• [Available data]:
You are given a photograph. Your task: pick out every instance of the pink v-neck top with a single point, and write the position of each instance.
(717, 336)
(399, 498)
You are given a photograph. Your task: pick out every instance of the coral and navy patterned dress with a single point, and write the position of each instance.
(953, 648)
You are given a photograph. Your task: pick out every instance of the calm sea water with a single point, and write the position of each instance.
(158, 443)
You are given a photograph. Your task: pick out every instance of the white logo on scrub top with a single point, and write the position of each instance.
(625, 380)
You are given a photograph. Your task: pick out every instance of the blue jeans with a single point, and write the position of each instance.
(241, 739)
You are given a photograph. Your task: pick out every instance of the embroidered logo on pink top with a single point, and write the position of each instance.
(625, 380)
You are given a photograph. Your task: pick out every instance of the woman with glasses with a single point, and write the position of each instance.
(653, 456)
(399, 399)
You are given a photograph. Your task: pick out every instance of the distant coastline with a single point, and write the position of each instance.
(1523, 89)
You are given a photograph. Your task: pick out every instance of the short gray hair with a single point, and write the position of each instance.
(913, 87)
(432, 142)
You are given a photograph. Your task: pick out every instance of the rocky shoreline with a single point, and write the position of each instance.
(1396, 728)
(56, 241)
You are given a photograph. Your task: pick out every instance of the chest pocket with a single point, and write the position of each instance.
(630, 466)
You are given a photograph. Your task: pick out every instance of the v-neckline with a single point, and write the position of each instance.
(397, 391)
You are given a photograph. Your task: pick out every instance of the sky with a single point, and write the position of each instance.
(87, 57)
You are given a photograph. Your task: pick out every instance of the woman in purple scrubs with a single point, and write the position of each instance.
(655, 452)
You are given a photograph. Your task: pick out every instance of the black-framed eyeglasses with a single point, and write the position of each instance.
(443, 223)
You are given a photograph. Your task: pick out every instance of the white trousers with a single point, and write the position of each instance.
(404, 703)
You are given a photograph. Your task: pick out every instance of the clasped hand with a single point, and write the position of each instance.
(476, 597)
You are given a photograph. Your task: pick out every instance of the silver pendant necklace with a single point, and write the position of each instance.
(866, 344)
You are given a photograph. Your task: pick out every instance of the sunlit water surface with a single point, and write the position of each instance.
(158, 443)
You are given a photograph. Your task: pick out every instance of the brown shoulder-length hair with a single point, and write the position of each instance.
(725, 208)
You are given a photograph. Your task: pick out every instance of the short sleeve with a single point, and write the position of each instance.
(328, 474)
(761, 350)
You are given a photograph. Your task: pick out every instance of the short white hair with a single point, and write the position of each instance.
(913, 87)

• [Exercise description]: All records above must be set down exactly, please.

• [The result]:
You are given a photograph. Your task: pick out every instance of the pink v-neck top with a single point, and write the position of each instance.
(717, 336)
(399, 498)
You are given a photograph. Your task: pick out every instance of the coral and navy patterned dress with a single point, and write the position of each instance.
(953, 648)
You are given a photograph. Your task: pick out every instance of the calm sea water with a single point, and write the position of each instance.
(158, 443)
You are given a photograph. Your task: pick out every instance of the white logo on scrub top with a single point, and write the position of each instance.
(625, 380)
You are given a photograph. Your task: pick out every instance of the blue jeans with a single point, and write the position of each instance.
(241, 739)
You are given a photograph. Your task: pick out every instance of the embroidered logo on pink top with a single point, and write the position of each instance.
(625, 380)
You are given a photograph. Your task: pick out every instance of the woman with glasses with a single point, and write the position of each instance.
(653, 456)
(399, 399)
You are given a photograph. Your task: pick out every instance of the distant coastline with a single point, and write the position of each instance.
(1523, 89)
You are given a photograph. Your task: pick out every instance of the short gray hair with a single point, and write the position of each instance.
(913, 87)
(432, 142)
You are given a photograph. Your task: pick out every instance of the rocky shoreline with a single point, and write the position of each instance.
(1396, 728)
(56, 241)
You are given a photograph. Your task: pick out every instance of the chest pocket with a single point, and write the position of each instance.
(630, 466)
You are given a photograph. Your task: pick out every instance of the v-neckline with a single point, and write the position of each instance.
(397, 391)
You are given a photograph. Your task: pick out every instance of the sky with a single point, and write the position of each instance.
(87, 57)
You are given a photograph. Your task: pick out every instance of the woman in purple scrubs with a single point, and write the position of each instance.
(655, 452)
You are given a photograph. Your task: pick out every instance of the black-framed eyeglasses with a single point, and write the position of each instance.
(443, 223)
You are given a photograph. Your task: pick out every instance of the white trousers with a single point, and write the position of each instance.
(404, 703)
You are given a photograph. Your task: pick out every instance of the clasped hand with a single point, and write the position of each instance.
(476, 597)
You are given a photograph. Your task: pick out every instance of the silver pendant necklace with a single point, and write the position of each instance.
(866, 344)
You are given a photograph. Your task: pick out every instance of the sunlit water surface with a single point, and write the position of each instance.
(158, 443)
You are given a photograph. Your task: pick out every instance of the brown shoulder-length hair with a single point, and write the position of each instance.
(725, 208)
You are given a photograph. Your task: pick out every instance of the short sleeve with a single point, and write the position of each instance.
(328, 474)
(761, 350)
You are given a photograph. Your task: pick out every instance of the short white hair with a single point, and write the position of each instance.
(913, 87)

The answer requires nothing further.